**CHALLENGE 1**: Update the film review passage starting with "Stateless, a documentary" and going on through "their own country.", replacing "slaughter" with "killing".

**DOCUMENT PASSAGE**:
BEGIN

Dir.: Michèle Stephenson; Documentary with Rosa Iris Diendomi Alvarez, Gladys Feliz-Pimental, Teofilo Murat; USA/Canada/Dominican Republic 2020, 97 min.
Stateless, a documentary debut for Canadian writer/producer Michèle Stephenson, follows the turbulent lives of two feisty women at the opposite end of the political spectrum in the Dominican Republic (DR), a country undergoing a long history of conflict, not least the massacre of 30 000 citizens under the dictatorship of Rafael Trujillo in 1937.
In Trujillo’s drive to “whiten” the population of the DR he ordered the slaughter not only of Haitians, but also the darker skinned DR population. To cap it all, in 2013, a decree by the nation’s Supreme Court stripped about a few hundred citizens of their rights (dating back to 1929) despite their heritage, making them effectively stateless in their own country.
Human rights lawyer Rosa Iris Diendomi Alvarez sums up the status quo: “They are here, but they don’t exist”. We watch her touring the country, and helping the disenfranchised to claim their rights, keeping up with the often conflicting stance of the authorities, who try to keep as many people as possible disenfranchised. Alvarez is also actively campaigning against electoral corruption and is an advocate of social justice. Later, she will run for congress, but the game is rigged, her opponent is able to triumph with the help of many 100 pesos notes.
Meanwhile, her cousin Juan Teofilo Murat, who has spent all his life in the DR, now lives in Belladere, Haiti, close to the border. He is one of the many “dispossessed”, even though his documents, according to Alvarez, are proof of his DR citizenship. Their trip together into the DR, the pair are wearing hidden body cameras, is an ordeal. They are countless times stopped for no reason, always being asked “Are you Dominican?” On TV, we listen to DR president Danilo Medina, responding to claims that his government is currently expelling Haitian Dominicans, although he claims the opposite, introducing an identification document under a “national regularisation plan”.

END

**TASK DATA**:
BEGIN

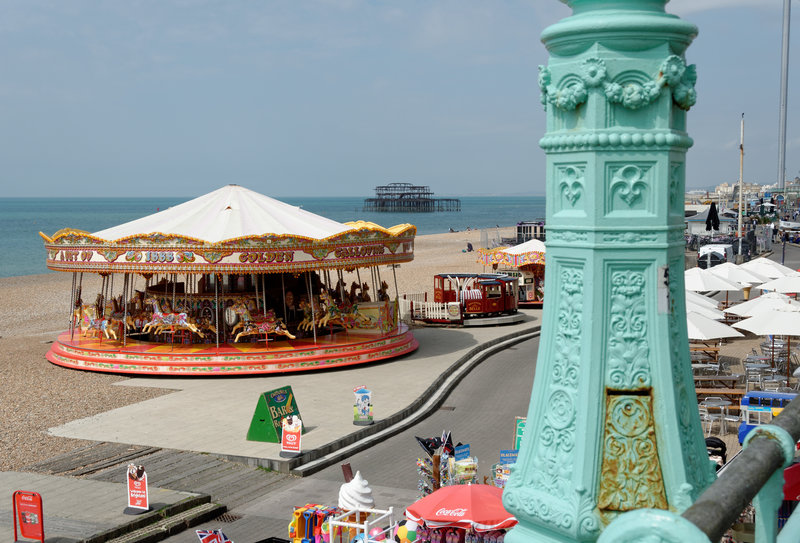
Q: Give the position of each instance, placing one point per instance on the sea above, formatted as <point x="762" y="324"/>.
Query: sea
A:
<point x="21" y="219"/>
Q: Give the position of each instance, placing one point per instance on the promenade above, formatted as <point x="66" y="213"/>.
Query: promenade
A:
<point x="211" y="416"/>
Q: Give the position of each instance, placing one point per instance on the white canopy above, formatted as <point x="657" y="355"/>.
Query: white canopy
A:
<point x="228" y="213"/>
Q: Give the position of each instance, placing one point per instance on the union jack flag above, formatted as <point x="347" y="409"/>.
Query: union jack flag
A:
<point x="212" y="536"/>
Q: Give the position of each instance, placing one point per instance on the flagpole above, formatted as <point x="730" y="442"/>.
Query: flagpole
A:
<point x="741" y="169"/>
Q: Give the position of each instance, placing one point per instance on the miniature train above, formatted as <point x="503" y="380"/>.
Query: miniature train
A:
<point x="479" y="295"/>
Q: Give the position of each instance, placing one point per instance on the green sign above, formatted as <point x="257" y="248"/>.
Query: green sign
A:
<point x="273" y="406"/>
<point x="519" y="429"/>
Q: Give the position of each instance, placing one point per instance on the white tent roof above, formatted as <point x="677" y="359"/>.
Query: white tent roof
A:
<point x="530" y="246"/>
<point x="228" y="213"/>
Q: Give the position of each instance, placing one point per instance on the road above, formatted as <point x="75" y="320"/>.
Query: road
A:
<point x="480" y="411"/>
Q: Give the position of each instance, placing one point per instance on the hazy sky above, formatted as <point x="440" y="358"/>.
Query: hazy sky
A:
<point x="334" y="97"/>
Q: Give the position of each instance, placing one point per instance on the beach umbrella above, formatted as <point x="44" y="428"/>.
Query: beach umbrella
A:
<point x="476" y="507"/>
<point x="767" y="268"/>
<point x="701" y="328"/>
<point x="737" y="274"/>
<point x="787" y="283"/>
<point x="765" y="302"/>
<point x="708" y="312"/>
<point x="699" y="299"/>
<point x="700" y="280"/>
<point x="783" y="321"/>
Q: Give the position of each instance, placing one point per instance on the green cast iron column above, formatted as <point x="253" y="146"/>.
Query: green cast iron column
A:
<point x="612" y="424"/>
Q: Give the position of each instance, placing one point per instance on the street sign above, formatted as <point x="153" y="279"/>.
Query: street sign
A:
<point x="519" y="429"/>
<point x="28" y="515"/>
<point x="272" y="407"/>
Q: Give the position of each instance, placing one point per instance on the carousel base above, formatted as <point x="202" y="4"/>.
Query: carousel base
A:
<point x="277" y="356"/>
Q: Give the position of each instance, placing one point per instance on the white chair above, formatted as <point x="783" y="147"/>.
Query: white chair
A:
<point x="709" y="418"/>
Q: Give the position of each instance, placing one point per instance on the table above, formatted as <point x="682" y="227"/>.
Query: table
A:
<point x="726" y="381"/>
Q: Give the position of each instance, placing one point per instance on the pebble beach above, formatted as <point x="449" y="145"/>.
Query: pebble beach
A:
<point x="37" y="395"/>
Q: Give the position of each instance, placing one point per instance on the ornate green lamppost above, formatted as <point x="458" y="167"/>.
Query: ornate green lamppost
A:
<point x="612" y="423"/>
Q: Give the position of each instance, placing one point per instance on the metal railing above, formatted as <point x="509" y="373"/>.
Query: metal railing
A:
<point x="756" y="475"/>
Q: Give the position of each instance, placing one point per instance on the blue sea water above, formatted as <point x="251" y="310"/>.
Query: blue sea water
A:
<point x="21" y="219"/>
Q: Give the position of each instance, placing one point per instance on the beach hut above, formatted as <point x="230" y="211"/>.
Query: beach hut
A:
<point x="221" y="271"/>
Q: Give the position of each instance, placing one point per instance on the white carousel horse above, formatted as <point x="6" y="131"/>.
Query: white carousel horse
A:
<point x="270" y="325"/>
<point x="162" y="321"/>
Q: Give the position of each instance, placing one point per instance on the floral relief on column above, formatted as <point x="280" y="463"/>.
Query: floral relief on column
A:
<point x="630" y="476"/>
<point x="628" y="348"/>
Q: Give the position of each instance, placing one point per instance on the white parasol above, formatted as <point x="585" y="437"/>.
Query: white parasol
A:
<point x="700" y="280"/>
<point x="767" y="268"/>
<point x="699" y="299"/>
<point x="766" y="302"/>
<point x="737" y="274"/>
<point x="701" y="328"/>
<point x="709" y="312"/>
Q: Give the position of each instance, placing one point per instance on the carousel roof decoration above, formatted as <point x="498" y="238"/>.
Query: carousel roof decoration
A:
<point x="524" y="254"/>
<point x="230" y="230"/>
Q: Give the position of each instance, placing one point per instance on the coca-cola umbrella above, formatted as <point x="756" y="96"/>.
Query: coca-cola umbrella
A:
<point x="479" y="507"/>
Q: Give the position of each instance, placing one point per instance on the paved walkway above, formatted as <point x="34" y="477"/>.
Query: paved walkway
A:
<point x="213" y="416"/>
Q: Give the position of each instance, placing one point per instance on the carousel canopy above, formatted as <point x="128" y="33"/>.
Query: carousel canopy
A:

END

**CHALLENGE 2**: Format the listing as a JSON list of strings, one string per line with blank lines omitted, starting with the line containing "on the paved" and going on through the final line of the listing, both included.

**FINAL ANSWER 1**:
Stateless, a documentary debut for Canadian writer/producer Michèle Stephenson, follows the turbulent lives of two feisty women at the opposite end of the political spectrum in the Dominican Republic (DR), a country undergoing a long history of conflict, not least the massacre of 30 000 citizens under the dictatorship of Rafael Trujillo in 1937.
In Trujillo’s drive to “whiten” the population of the DR he ordered the killing not only of Haitians, but also the darker skinned DR population. To cap it all, in 2013, a decree by the nation’s Supreme Court stripped about a few hundred citizens of their rights (dating back to 1929) despite their heritage, making them effectively stateless in their own country.

**FINAL ANSWER 2**:
[
  "Q: Give the position of each instance, placing one point per instance on the paved walkway above, formatted as <point x=\"34\" y=\"477\"/>.",
  "Query: paved walkway",
  "A:",
  "<point x=\"213\" y=\"416\"/>",
  "Q: Give the position of each instance, placing one point per instance on the carousel canopy above, formatted as <point x=\"128\" y=\"33\"/>.",
  "Query: carousel canopy",
  "A:"
]